---- RECORDS
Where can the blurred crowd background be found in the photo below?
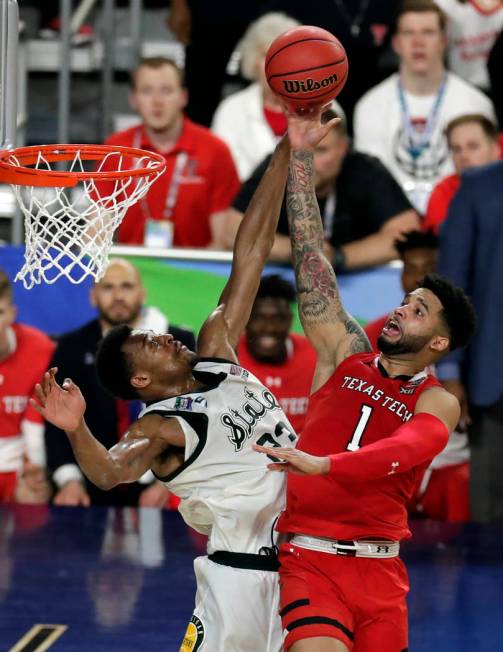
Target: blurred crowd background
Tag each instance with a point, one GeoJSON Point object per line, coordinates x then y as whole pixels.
{"type": "Point", "coordinates": [412, 177]}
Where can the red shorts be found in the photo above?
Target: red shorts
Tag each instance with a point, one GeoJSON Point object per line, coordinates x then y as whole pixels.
{"type": "Point", "coordinates": [446, 497]}
{"type": "Point", "coordinates": [356, 600]}
{"type": "Point", "coordinates": [8, 482]}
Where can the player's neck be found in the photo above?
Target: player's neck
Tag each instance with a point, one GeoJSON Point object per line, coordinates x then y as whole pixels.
{"type": "Point", "coordinates": [422, 84]}
{"type": "Point", "coordinates": [165, 139]}
{"type": "Point", "coordinates": [401, 365]}
{"type": "Point", "coordinates": [7, 344]}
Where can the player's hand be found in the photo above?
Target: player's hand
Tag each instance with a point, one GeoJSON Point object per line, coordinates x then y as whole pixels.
{"type": "Point", "coordinates": [295, 461]}
{"type": "Point", "coordinates": [63, 406]}
{"type": "Point", "coordinates": [179, 20]}
{"type": "Point", "coordinates": [156, 495]}
{"type": "Point", "coordinates": [305, 130]}
{"type": "Point", "coordinates": [72, 494]}
{"type": "Point", "coordinates": [457, 388]}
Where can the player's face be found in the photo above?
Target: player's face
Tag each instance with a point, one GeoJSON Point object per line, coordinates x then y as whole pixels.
--------
→ **STATED PROBLEM**
Reproduce all of the data above verbatim, line for line, and omit the picture.

→ **ANSWER**
Where can the blurred crowd background be found in the photo below?
Target: blurred crowd background
Tag each instance with a point, one GeoJSON Point object per line, coordinates x then y as whole pixels.
{"type": "Point", "coordinates": [412, 177]}
Where can the red shorts be found in the photo above?
Target: red shorts
Tag each instance with a point, one GeoJSON Point object per line, coordinates x then y as whole pixels.
{"type": "Point", "coordinates": [446, 497]}
{"type": "Point", "coordinates": [356, 600]}
{"type": "Point", "coordinates": [8, 482]}
Where can the player's neck be found in the photo above?
Target: player's neck
Tag each instance with a point, one GeoJSON Point object per line, coordinates x then y as whole pixels.
{"type": "Point", "coordinates": [422, 84]}
{"type": "Point", "coordinates": [165, 139]}
{"type": "Point", "coordinates": [401, 365]}
{"type": "Point", "coordinates": [7, 344]}
Where can the player's hand be found in the photo above?
Target: player's hand
Tag each instance with a point, one GeoJSON Point object per line, coordinates x then y as whole pixels.
{"type": "Point", "coordinates": [295, 461]}
{"type": "Point", "coordinates": [63, 406]}
{"type": "Point", "coordinates": [179, 20]}
{"type": "Point", "coordinates": [156, 495]}
{"type": "Point", "coordinates": [305, 130]}
{"type": "Point", "coordinates": [72, 494]}
{"type": "Point", "coordinates": [457, 388]}
Where can the player's face be found in the photo above?
Target: player's face
Tag each instance with a point, one GeoJSON Point object per line, coordinates x then y as whole pixels.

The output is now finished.